▶ _PROBLEM_: Leave out pictures; repeat exactly the lines from the "pin: green hose" line through the last of the data below.

▶ _RECORDS_:
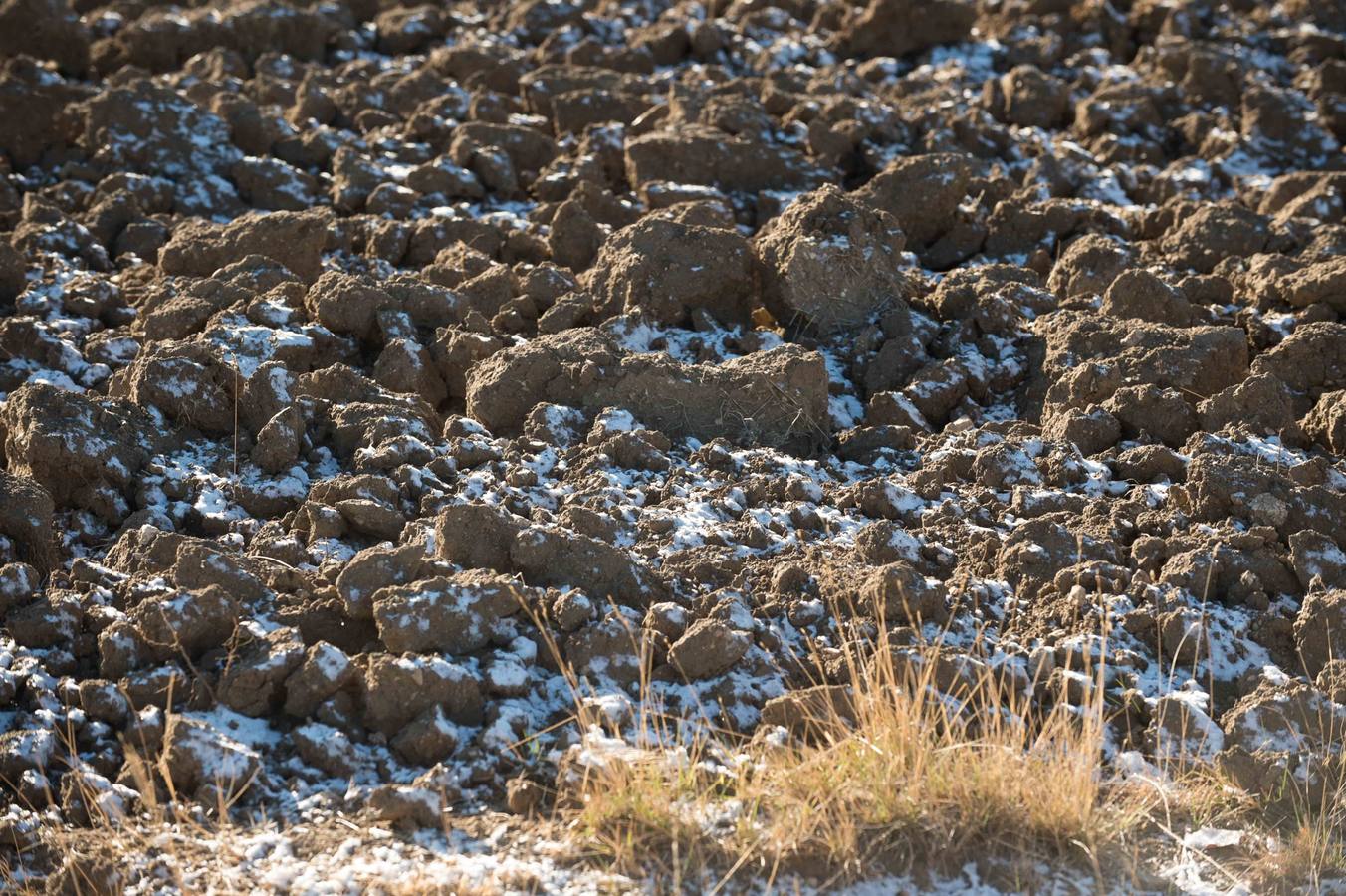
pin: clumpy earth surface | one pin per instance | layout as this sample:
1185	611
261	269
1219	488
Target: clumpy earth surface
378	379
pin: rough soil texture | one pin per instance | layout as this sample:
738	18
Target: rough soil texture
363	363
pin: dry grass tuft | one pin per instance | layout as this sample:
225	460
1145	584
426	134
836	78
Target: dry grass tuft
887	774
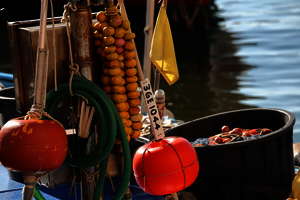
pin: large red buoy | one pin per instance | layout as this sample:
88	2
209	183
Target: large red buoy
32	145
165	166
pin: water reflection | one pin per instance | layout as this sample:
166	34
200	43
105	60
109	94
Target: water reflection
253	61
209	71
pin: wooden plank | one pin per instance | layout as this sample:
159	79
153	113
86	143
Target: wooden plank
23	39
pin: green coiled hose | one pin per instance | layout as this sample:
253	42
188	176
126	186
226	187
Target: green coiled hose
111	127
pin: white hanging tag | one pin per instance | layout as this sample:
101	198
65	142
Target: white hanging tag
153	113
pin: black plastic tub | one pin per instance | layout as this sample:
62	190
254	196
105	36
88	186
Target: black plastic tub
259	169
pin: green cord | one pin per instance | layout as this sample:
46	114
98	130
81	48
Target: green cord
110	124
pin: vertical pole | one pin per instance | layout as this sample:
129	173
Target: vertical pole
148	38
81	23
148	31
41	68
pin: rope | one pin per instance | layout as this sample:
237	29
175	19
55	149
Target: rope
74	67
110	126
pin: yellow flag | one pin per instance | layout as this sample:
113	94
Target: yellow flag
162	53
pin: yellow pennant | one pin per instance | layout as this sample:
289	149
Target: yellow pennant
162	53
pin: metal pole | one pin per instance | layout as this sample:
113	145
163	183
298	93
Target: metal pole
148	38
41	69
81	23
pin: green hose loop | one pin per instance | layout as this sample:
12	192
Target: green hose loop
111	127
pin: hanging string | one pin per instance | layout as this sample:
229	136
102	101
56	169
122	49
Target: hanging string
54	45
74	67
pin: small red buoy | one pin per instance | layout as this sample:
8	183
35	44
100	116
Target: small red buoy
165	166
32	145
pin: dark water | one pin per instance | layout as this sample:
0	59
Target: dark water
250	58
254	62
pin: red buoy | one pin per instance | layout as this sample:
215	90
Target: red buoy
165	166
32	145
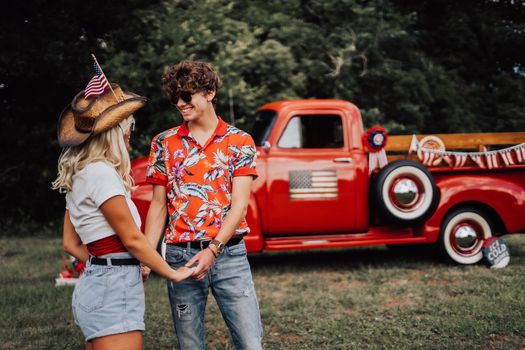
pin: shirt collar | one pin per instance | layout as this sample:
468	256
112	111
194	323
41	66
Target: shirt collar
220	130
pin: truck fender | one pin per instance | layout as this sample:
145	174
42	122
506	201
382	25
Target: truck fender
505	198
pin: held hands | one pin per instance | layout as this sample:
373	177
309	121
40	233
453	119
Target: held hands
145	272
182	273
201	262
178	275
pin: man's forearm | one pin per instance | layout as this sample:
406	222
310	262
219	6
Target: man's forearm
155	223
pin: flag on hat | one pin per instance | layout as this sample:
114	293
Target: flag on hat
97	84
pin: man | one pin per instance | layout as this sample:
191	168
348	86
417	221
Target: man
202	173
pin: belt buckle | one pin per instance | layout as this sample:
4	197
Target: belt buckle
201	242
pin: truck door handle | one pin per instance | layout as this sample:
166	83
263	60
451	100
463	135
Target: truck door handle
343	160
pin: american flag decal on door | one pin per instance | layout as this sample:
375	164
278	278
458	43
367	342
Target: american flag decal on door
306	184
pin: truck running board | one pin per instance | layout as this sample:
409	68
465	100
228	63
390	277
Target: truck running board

▶ _OUTPUT OF THE TASK_:
pin: green hose loop | one pin per instance | layout as this sample:
12	192
Target: green hose loop
111	127
pin: hanging string | one pin per instance | layout as this sample:
229	136
102	101
56	169
122	49
Target: hanging string
54	45
74	67
pin: small red buoy | one pin per instance | layout as this sample:
8	183
35	44
100	116
Target: small red buoy
165	166
32	145
pin: dark water | one pin per instance | layout as this sample:
0	59
Target: dark water
250	58
254	62
pin: red buoy | one pin per instance | layout as this sample:
215	90
Target: red buoy
165	166
32	145
pin: shirt collar | one pin per instance | layout as this sample:
468	256
112	111
194	323
41	66
Target: shirt collar
220	130
pin: truck fender | one pin per instance | layout as this sample:
145	174
42	122
506	201
382	25
Target: truck fender
505	198
pin: held hands | one pin per instance | layout as this sample:
373	177
309	121
40	233
453	119
Target: held hands
145	272
182	273
201	262
178	275
pin: man's forearm | one pin per instance | layout as this sample:
406	222
310	262
219	6
Target: man's forearm
155	223
pin: flag on hat | one pin per instance | layout as this sample:
114	293
Target: flag on hat
97	84
pin: man | one pin per instance | layout as this sample:
191	168
348	86
417	221
Target: man
202	173
pin: belt buckle | one pin per instance | layout as this sample:
4	197
Target: belt buckle
201	242
pin: truck door handle | one pin per instance | layout as this sample:
166	83
263	60
451	100
463	135
Target: truck door handle
343	160
pin: american flag decal on door | one pin per instance | layout as this sample:
375	164
278	278
458	43
367	342
Target: american flag decal on door
306	184
pin: truck running board | one pin per instance | layout as this sample:
409	68
465	100
228	63
390	277
Target: truck running board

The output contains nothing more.